BRANO DI PARTENZA:
....

Francesco Fimmanò. È autore di numerose pubblicazioni scientifiche in campo giuridico ed economico

Innanzitutto, Professor Fimmanò, lei sostiene che la nazionalizzazione delle fondazioni bancarie sarebbe una cosa doverosa e naturale. Ci può spiegare il perchè?

La storia delle fondazioni affonda le proprie radici nei Monti di Pietà e nelle antiche Casse di Risparmio. I Monti nacquero come istituzioni finanziarie senza scopo di lucro nel tardo-medievo su iniziativa di alcuni frati francescani, con funzioni di microcredito e lotta alla devastante usura. Il Monte della Pietà, fondato a Napoli nel 1539 con lo scopo di concedere prestiti gratuiti su pegno a persone bisognose, cominciò, nella seconda metà del secolo XVI, anche a ricevere depositi, dando così vita all’attività bancaria in senso proprio. I Monti di Pietà cominciarono poi ad evolversi per divenire delle vere Casse di risparmio che nate nei primi anni del XIX secolo sempre al fine di sostenere lo sviluppo dei ceti sociali meno abbienti assunsero il ruolo di intermediari tra Stato e cittadini, indirizzando la propria attività verso scopi di natura previdenziale. Quindi già storicamente il fenomeno configura il paradigma dei “beni comuni” secondo la definizione del compianto Stefano Rodotà. 

Quindi, per seguire il suo ragionamento, lei dice: essendo beni comuni usiamoli per finalità pubbliche?

In realtà con la c.d. legge Crispi del 1888 le casse venivano qualificate come “Istituti”  ben distinti, anche per la funzione sociale assolta dalle altre aziende di credito e venivano sottratte all’influenza diretta dei fondatori e agli interessi privati. La Cassazione  nel 1930 ne riconobbe la natura pubblica e con la legge bancaria del 1936 vennero equiparate alle banche ordinarie e inserite, unitamente agli istituti di credito di diritto pubblico e ai Monti di Credito su Pegno, tra i soggetti pubblici sottoposti ad un penetrante controllo statale. 

Mi scusi, allora perché sono considerate private?

In realtà non lo sono. La legge Amato, infatti, non mirava ad una privatizzazione della proprietà ma, con un intervento di soft-law, promuoveva l’adozione di un modello privatistico di gestione, rimodulando, quindi, la veste giuridica degli enti coinvolti, per giungere alla netta separazione dell’impresa bancaria dalle altre attività non qualificabili come tali.  Agli enti conferenti veniva, così, assegnato un compito primario, con l’attribuzione e la gestione del pacchetto di controllo della banca – controllo che sugellava un legame necessario tra ente conferente ed spa bancaria-, ed uno secondario, con la promozione dello sviluppo economico, sociale e culturale della comunità. Di fatto gli enti conferenti, pur spogliandosi dell’attività bancaria, ne conservavano il controllo strategico, assumendo il ruolo di investitori stabili nelle banche ed accrescendo la propria influenza sul piano economico e politico. Il loro patrimonio deriva dal risparmio pubblico e comunque appartiene ad un ente che era pubblico e solo normativamente riqualificato in vitro”. Peraltro permane ancora oggi quell’“abbraccio mortale” con le banche conferitarie che ha determinato un loro drastico impoverimento, come più volte segnalato inconfutabilmente dagli economisti del Lavoce.info. E sono sfuggite financo all’originario disegno del legislatore divenendo potentati locali autoreferenziali in grado di influenzare pesantemente il mondo politico e finanziario.

....

MATERIALE FORNITO:

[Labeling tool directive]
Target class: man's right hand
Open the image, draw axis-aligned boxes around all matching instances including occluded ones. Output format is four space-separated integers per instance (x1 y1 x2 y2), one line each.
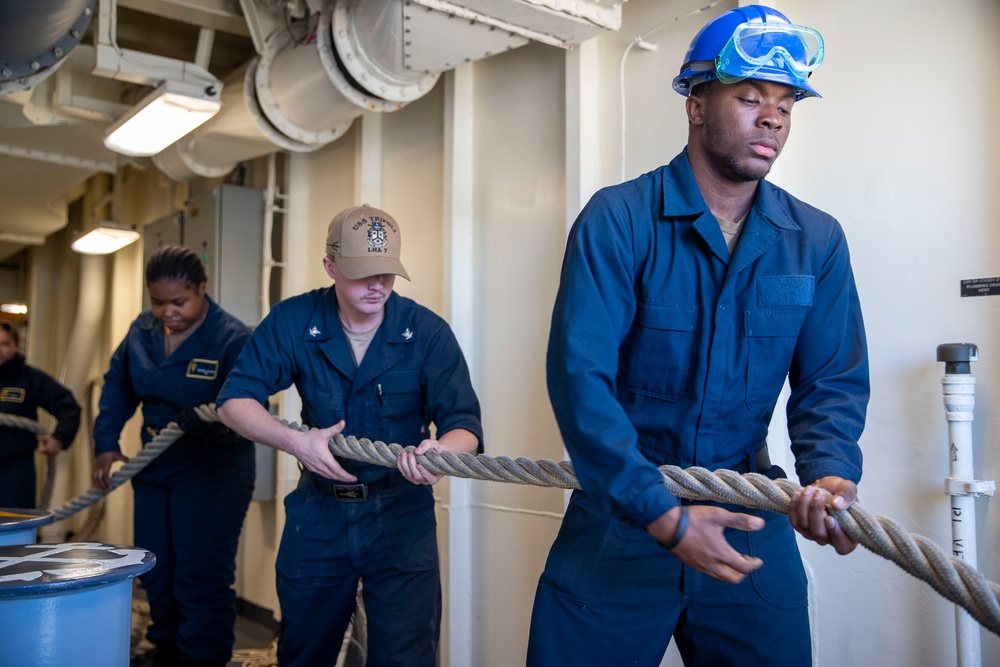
287 420 358 483
91 452 128 491
646 505 764 584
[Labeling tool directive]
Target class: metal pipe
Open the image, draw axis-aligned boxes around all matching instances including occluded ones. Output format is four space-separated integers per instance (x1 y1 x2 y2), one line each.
937 343 996 667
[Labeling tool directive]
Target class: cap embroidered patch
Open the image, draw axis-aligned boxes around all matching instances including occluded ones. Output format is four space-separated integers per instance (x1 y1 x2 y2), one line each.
326 204 410 280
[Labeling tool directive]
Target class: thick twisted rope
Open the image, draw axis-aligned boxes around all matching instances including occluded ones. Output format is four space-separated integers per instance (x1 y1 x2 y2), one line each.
328 434 1000 635
52 422 184 521
9 405 1000 635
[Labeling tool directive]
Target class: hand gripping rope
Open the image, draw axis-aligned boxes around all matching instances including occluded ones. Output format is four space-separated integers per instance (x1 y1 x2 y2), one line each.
0 404 1000 635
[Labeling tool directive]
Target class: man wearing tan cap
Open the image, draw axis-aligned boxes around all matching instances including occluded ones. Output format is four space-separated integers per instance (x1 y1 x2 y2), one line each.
217 206 483 667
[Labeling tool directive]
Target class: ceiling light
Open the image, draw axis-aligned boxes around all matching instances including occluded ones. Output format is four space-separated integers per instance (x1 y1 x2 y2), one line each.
0 232 45 245
104 80 222 156
70 222 139 255
0 303 28 315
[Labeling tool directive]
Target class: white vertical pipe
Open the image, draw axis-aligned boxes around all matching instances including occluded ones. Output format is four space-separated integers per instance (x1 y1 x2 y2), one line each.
356 113 382 208
941 373 982 667
444 64 479 666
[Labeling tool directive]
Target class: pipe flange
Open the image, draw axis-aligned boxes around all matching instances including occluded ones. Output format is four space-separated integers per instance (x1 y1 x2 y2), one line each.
332 0 441 102
0 0 96 95
243 56 330 153
316 5 407 113
253 32 354 148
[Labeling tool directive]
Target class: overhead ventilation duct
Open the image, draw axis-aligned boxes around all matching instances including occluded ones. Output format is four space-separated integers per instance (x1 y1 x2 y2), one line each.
0 0 95 95
152 0 621 181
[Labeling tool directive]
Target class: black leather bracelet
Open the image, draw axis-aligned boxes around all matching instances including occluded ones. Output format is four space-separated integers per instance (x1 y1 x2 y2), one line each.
660 505 689 551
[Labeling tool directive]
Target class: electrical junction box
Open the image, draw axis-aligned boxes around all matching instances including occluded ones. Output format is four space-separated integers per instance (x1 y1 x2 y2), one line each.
143 184 277 501
183 184 264 327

....

ESERCIZIO ASSEGNATO 1: Nel brano sulle fondazioni bancarie, scambia "Cassazione" con "Suprema Corte" e riporta il tratto che comincia con le parole "In realtà con" e termina dopo "sono considerate private?".
ESERCIZIO ASSEGNATO 2: Prosegui il brano sulle fondazioni bancarie dal punto in cui si ferma.
I dati sono materiale a sé, distinto dal brano.

RISULTATO FINALE 1:
In realtà con la c.d. legge Crispi del 1888 le casse venivano qualificate come “Istituti”  ben distinti, anche per la funzione sociale assolta dalle altre aziende di credito e venivano sottratte all’influenza diretta dei fondatori e agli interessi privati. La Suprema Corte  nel 1930 ne riconobbe la natura pubblica e con la legge bancaria del 1936 vennero equiparate alle banche ordinarie e inserite, unitamente agli istituti di credito di diritto pubblico e ai Monti di Credito su Pegno, tra i soggetti pubblici sottoposti ad un penetrante controllo statale. 

Mi scusi, allora perché sono considerate private?

RISULTATO FINALE 2:
Praticamente sono fondi sovrani double face?

Esattamente. Danno comodo a certi notabilati politici locali potentissime fondazioni “double face” che gestiscono patrimoni pubblici enormi ma erogano senza alcun procedimento di evidenza pubblica, assumono senza concorsi e spendono senza vincoli effettivi, non subendo la normativa sanzionatoria in tema di reati contro la Pubblica Amministrazione né il controllo della Corte dei Conti. A quest’ultima assurda situazione sto lavorando e studiando nella mia qualità attuale di membro del Consiglio di Presidenza della magistratura contabile. Peraltro neppure più è utile il controllo delle banche che non sono più sostegno della struttura economica del Paese. Lo Stato avrebbe ben altri strumenti per governare il settore senza detenere partecipazioni. Quanto alle funzioni di sostegno culturale e sociale che avrebbero, sinceramente nessuno se ne è accorto specie al centro-sud.

Se il loro patrimonio è tutto di origine pubblica, ci spiega perché non torniamo al passato?  

Non crediamo che queste fondazioni abbiano dato grande prova di utilità nel “governo sociale” dei territori. In una ricerca della European Foundation Centre emerge che “nonostante pochi casi di buone pratiche, le fondazioni di origine bancaria rappresentano un quadro istituzionale molto asimmetrico ed irregolare, di recente colpito da gravi scandali, caratterizzato da una ambivalenza istituzionale tra la definizione statutaria di entità private ed il loro “pratico” comportamento come enti pubblici che frequentemente tratta o interagisce con questioni politiche e potere pubblico regionale o locale, che ha prodotto un livello crescente di biasimo”.  Orbene, i patrimoni delle fondazioni derivano dalle banche pubbliche trasformate e quindi sono risorse pubbliche. Attenzione, parliamo del vero fondo sovrano del Paese: è inammissibile che un sistema di tale portata, che ha ancora il controllo o comunque influenza  dominante sul sistema bancario, sia spesso ostaggio di notabilati locali. Facciamo riferimento a patrimoni rilevantissimi e a risorse enormi distribuite ogni anno sui territori di appartenenza. Pur volendo ammettere la logica del supporto ai territori, tutto deve avvenire secondo regole di trasparenza, efficienza, legalità, non come avviene adesso, peraltro sotto il controllo della Corte dei Conti, visto che non rileva la natura del soggetto ma la natura delle risorse.

Ma le comunità locali, specie nel Nord Italia, si vedrebbero sottratte queste funzioni, non le pare?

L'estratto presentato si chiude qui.